§ Written instruction:
Reproduce all of the data exactly.

(Object location annotation data)
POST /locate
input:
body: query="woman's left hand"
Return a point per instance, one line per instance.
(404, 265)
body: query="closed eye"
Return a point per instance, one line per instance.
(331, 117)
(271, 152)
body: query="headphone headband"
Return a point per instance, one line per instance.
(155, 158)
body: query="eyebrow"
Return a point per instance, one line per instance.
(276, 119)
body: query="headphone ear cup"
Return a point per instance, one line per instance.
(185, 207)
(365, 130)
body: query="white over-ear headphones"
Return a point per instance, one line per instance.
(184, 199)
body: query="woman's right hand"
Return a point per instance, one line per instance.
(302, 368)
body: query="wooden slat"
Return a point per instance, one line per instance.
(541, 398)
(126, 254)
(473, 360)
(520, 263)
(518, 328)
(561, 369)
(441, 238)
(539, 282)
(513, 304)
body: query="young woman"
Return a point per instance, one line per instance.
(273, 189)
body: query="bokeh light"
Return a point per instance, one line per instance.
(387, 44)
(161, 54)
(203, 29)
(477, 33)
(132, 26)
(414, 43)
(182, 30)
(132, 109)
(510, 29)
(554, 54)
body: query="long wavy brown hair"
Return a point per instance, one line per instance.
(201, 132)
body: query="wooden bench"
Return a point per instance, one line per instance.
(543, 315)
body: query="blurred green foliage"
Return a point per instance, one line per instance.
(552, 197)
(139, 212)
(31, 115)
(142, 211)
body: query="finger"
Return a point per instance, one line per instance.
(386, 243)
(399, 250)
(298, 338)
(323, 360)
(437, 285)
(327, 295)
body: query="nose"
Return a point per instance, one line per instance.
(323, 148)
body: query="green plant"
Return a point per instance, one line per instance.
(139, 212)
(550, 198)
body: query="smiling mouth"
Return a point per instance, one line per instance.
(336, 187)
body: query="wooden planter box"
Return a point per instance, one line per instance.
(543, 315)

§ Result of this task:
POST /locate
input:
body: query="woman's left hand"
Return a point per instance, one line per instance.
(404, 265)
body: query="closed eye"
Return a point per instance, one line per instance.
(331, 117)
(271, 152)
body: query="headphone headband"
Return a point per instance, one line per instance.
(155, 158)
body: query="eyebrow"
Return a point per instance, one line per instance.
(276, 119)
body: query="headphone ear cup"
Return a point per instance, one line per instance.
(185, 207)
(365, 130)
body: query="white over-ear headphones"
Return a point per instance, one line per instance.
(184, 199)
body: query="woman's right hand"
Return a point per instance, one line per instance.
(302, 368)
body: query="wooden slat"
Return a point per instance, one line per instance.
(541, 398)
(126, 254)
(473, 360)
(520, 263)
(518, 328)
(561, 369)
(441, 238)
(539, 282)
(513, 304)
body: query="young woman"
Return a point per instance, one line per instance.
(273, 189)
body: query="bokeh light"
Return a point per instance, one line per instance.
(387, 44)
(161, 54)
(203, 29)
(477, 33)
(132, 26)
(414, 43)
(182, 30)
(132, 109)
(510, 29)
(554, 54)
body: query="long wavy brown hair"
Return a point per instance, one line per instance.
(201, 132)
body: query="wooden bench"
Return a point per instance, one line per instance.
(543, 315)
body: query="blurred green foliage"
Return a point per instance, one line per instance.
(552, 197)
(139, 212)
(31, 115)
(142, 211)
body: query="finger"
Return a point per instance, one line per instance.
(386, 243)
(399, 250)
(298, 338)
(323, 360)
(437, 285)
(327, 295)
body: query="nose"
Return a point per instance, one line per instance.
(323, 148)
body: query="green plant"
Return a point per instance, one line per instance.
(139, 212)
(550, 198)
body: query="smiling mouth"
Return a point per instance, one line per instance.
(336, 187)
body: query="wooden planter box"
Return a point per instance, one line per instance.
(543, 315)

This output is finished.